**** Text extract

So how do you convince throngs of half-naked, half-baked music lovers to go green? By showing the way. To reduce global-warming impacts, biodiesel generators powered all of the non-music stages, as well as the spotlights used at night and some of the golf carts zipping along the dust-covered "roads" between camping areas. 'Rooers were given the opportunity to purchase Cool Tags to offset their travel. In an area of the grounds known as "Planet Roo," a solar-powered stage was flanked by vendors selling organic foods and natural products, and booths manned by nonprofits ranging from national groups like the Natural Resources Defense Council and the World Resources Institute to advocates working on local issues like mountaintop-removal mining.

Clean Vibes: the quicker picker-upper.
Clean Vibes: the quicker picker-upper.

Then there was the eco-army dealing with waste: some 600 tons of it. Clean Vibes -- the official "pick up the mess organization," according to head picker-upper Anna Borofsky -- set up 2,000 trash barrels and 2,000 recycling bins throughout the grounds, carting filled bags to sorting facilities and composting areas. By recycling plastic bottles and aluminum cans, Bonnaroo officials hoped to divert more than 60 percent of the event's waste from landfills. An organization called WastAway will also contribute, by melting down and compacting 250 tons of the non-recyclable, non-biodegradable garbage into "fluff" that can be used for park benches and construction.

"These festivals are a kind of microcosm of the real world," Borofsky said, adding that the Bonnaroo community serves as an example of what's possible. "By showing people that [this community can run] in a sustainable way, then we can apply that to the big picture."

Spanning all generations, Bonnaroo's "citizens" ranged from hippie to hipster, but Borofsky says she's noticed more of a "hippie-crite" presence at many of the large music festivals. "[We're trying to] teach people that if we don't respect the land that we're allowed to have these amazing gatherings on, then we're not going to be able to have these amazing gatherings anymore."

********

[Things to do]
**A)** Summarize the Bonnaroo excerpt in two sentences.
**B)** Write out the passage of the Bonnaroo excerpt starting at "Then there was" and ending at "benches and construction.", changing "trash barrels" to "garbage cans".
**C)** According to the Bonnaroo excerpt, how many tons of non-recyclable, non-biodegradable garbage will WastAway melt down and compact?

**** Stored data

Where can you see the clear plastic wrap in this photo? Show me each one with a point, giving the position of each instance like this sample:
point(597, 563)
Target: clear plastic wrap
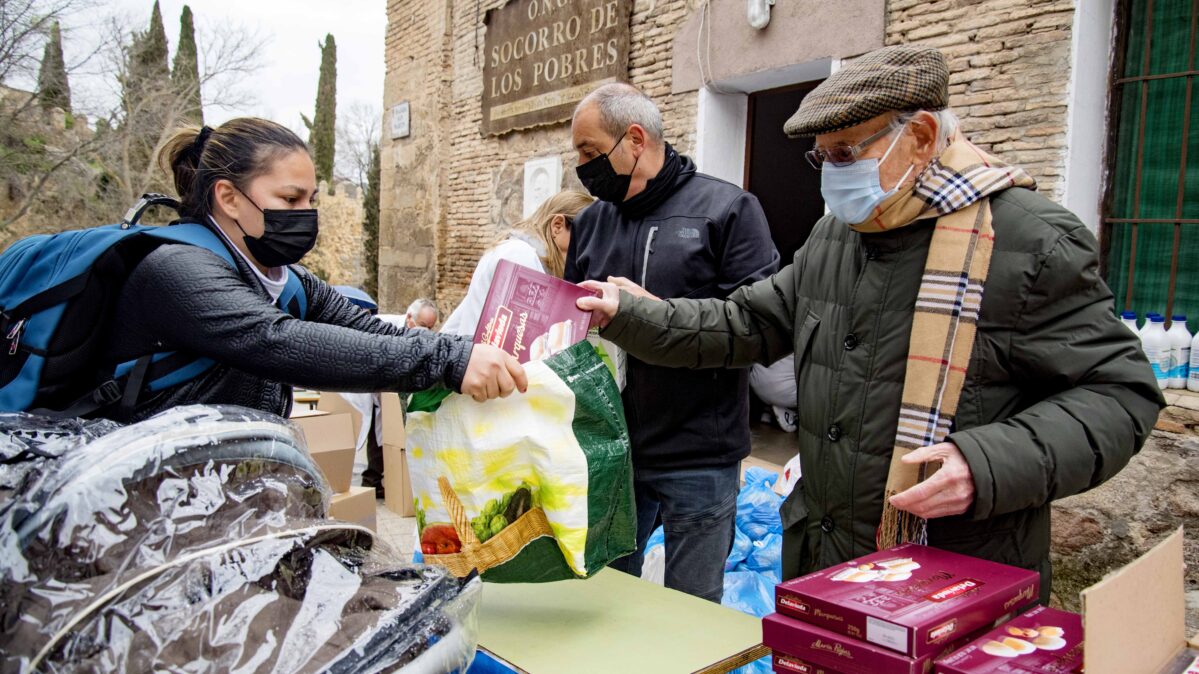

********

[The replies]
**A)** At Bonnaroo, biodiesel generators powered the non-music stages, the night spotlights and some golf carts, and in the area called "Planet Roo" a solar-powered stage was flanked by vendors of organic foods and natural products and by nonprofit booths. Clean Vibes set up 2,000 trash barrels and 2,000 recycling bins to deal with some 600 tons of waste, and its head picker-upper, Anna Borofsky, said the festival community serves as an example of what's possible in running sustainably.

**B)**
Then there was the eco-army dealing with waste: some 600 tons of it. Clean Vibes -- the official "pick up the mess organization," according to head picker-upper Anna Borofsky -- set up 2,000 garbage cans and 2,000 recycling bins throughout the grounds, carting filled bags to sorting facilities and composting areas. By recycling plastic bottles and aluminum cans, Bonnaroo officials hoped to divert more than 60 percent of the event's waste from landfills. An organization called WastAway will also contribute, by melting down and compacting 250 tons of the non-recyclable, non-biodegradable garbage into "fluff" that can be used for park benches and construction.

**C)** 250 tons